> **EXERCISE REQUIREMENTS**:
Output the entries that follow, word for word.

*****

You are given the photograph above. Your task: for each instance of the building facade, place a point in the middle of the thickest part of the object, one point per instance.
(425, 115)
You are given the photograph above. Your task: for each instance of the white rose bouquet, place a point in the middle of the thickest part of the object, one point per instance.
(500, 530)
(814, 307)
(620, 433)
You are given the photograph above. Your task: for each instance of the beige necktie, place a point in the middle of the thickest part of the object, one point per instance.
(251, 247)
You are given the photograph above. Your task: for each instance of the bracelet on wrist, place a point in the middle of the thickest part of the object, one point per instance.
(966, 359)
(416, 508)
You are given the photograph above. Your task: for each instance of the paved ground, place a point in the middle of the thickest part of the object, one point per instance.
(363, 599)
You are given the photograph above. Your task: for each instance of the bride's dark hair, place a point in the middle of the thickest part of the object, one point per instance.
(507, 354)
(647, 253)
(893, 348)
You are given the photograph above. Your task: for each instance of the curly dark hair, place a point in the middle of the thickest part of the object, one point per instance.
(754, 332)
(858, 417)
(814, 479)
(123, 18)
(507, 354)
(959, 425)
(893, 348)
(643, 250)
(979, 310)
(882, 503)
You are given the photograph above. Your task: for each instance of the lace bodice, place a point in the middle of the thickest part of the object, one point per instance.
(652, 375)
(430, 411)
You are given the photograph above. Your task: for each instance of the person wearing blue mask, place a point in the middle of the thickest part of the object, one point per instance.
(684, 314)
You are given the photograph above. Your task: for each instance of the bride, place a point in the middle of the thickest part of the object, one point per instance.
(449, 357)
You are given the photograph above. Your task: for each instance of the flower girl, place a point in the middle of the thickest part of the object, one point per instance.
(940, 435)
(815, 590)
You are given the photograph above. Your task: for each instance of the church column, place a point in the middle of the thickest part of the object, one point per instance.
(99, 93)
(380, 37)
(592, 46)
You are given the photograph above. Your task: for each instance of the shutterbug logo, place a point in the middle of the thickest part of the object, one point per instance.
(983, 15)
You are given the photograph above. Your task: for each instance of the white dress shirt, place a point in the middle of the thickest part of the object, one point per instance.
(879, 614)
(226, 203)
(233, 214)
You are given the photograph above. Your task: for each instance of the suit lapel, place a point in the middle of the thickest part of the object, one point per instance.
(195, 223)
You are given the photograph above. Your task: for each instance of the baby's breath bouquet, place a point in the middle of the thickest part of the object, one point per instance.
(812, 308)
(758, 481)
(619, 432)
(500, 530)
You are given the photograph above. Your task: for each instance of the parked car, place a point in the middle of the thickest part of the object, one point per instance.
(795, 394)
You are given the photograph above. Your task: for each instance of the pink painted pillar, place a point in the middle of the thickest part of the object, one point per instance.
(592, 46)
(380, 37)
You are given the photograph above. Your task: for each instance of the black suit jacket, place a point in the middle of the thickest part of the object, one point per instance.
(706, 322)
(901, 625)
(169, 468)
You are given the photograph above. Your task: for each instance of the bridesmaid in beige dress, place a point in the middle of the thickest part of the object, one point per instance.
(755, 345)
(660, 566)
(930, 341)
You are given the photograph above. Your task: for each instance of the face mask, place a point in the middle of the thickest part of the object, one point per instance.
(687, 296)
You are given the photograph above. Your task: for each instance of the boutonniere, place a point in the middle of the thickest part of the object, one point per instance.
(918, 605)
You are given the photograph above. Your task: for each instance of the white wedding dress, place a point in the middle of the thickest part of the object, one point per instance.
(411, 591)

*****

> **RESULT FOR THIS EXERCISE**:
You are given the photograph above. Your task: for each instance of the building facade, place a point in the middle of the thickest part of the object, one point per instance.
(425, 115)
You are given the photograph above. Your task: for each instance of the white rose bouquet, place a point in the middle of the thickest part of the object, one point per instance.
(500, 530)
(814, 307)
(620, 433)
You are given the photograph above. Your task: for each instance of the beige necktie, place a point in the middle of the thickest part of the object, one point per instance.
(251, 247)
You are given the photograph above. Your task: for each instance of the bracelet on wrist, place a point in the middle of the thickest part of the object, one point per instance.
(966, 359)
(416, 508)
You are given the photograph above. Your task: for each instance of the paved ground, place a point in the middle of the thickest part of the object, one point per instance.
(363, 599)
You are given the photograph above. Your task: for each instance of the bride's dark hair, place a point in the middle of the thickest part of the object, one point per instance.
(507, 354)
(647, 253)
(893, 348)
You are given the photograph above. Your task: for each instance of the curly dark hair, place a point in the middle of the thickest part of the object, one point per instance.
(754, 332)
(858, 417)
(814, 479)
(123, 18)
(507, 354)
(959, 425)
(893, 348)
(643, 250)
(979, 310)
(882, 503)
You are given the photograph above. Your task: for each instance of the lace bodice, place a point in the middle of the thickest part of the object, one point per instance.
(652, 375)
(430, 411)
You are given the photograph above. Your task: for each instance of the person wearing blue mask, place a point in the middle of the thickest part of the object, one point per instance.
(684, 314)
You are given the photograph above. Your task: for each instance of the bride, place a point in the middle of the thickest part of the object, one point per instance.
(449, 357)
You are given the photograph above. Your task: for each instance of the flower girl, place a point in the middle of the thickest part of the object, one point per instance.
(940, 435)
(815, 590)
You are given the photograph above. Your task: for each instance of the church column, place a point in the middle of the thickest part of the object, one point per instance.
(99, 93)
(380, 37)
(592, 46)
You are given the photograph above. Your task: for each instance of the shutterbug logo, place a point in the middle of the thickest part of the object, one point per instance.
(983, 15)
You are given the photograph above. Your task: for each instance of the white dress shirt, place a point in the middle of the thickest part of the object, one point per instance.
(879, 614)
(226, 203)
(233, 214)
You are given the photograph above. Your task: for each instance of the suit lapel, place a point in the middle of the thickest part of the object, one point per instance.
(195, 223)
You are given the photograph above. Your task: for each instance of the baby's breath bouquet, place a point in the middle of the thickest part of the object, one point per instance.
(812, 308)
(758, 481)
(619, 432)
(500, 530)
You are given the photograph above. Your task: for each instance of the parked car, place a point in the middle of the thickest part of the object, one point per instance.
(795, 394)
You are given the photograph above. Your task: for each instance of the pink painted pillar, place a point in the middle of the thickest part of the object, one point per instance.
(592, 46)
(380, 37)
You are given the photograph above. Your task: for each instance of the black suit jacket, place a point in the middle of the thickest part of the object, one point per instance.
(706, 322)
(901, 625)
(169, 468)
You are given the photograph above. Your task: for each instance of the bridesmaid in beige dress, place a point in the middle of the thickest part of the object, one point per instance.
(755, 345)
(660, 566)
(930, 341)
You are given the photograph above. Your task: for each instance of the face mask, place a point in the middle of the thickest part of the object, one point per instance.
(687, 296)
You are given the photograph above. Your task: for each instance of the boutonniere, place a point in the middle of the thickest part of the object, one point per instance.
(918, 605)
You are given the photograph above. Your task: for each instance of the white wedding dress, place a point in the middle of the thickest part of the object, one point per instance.
(411, 591)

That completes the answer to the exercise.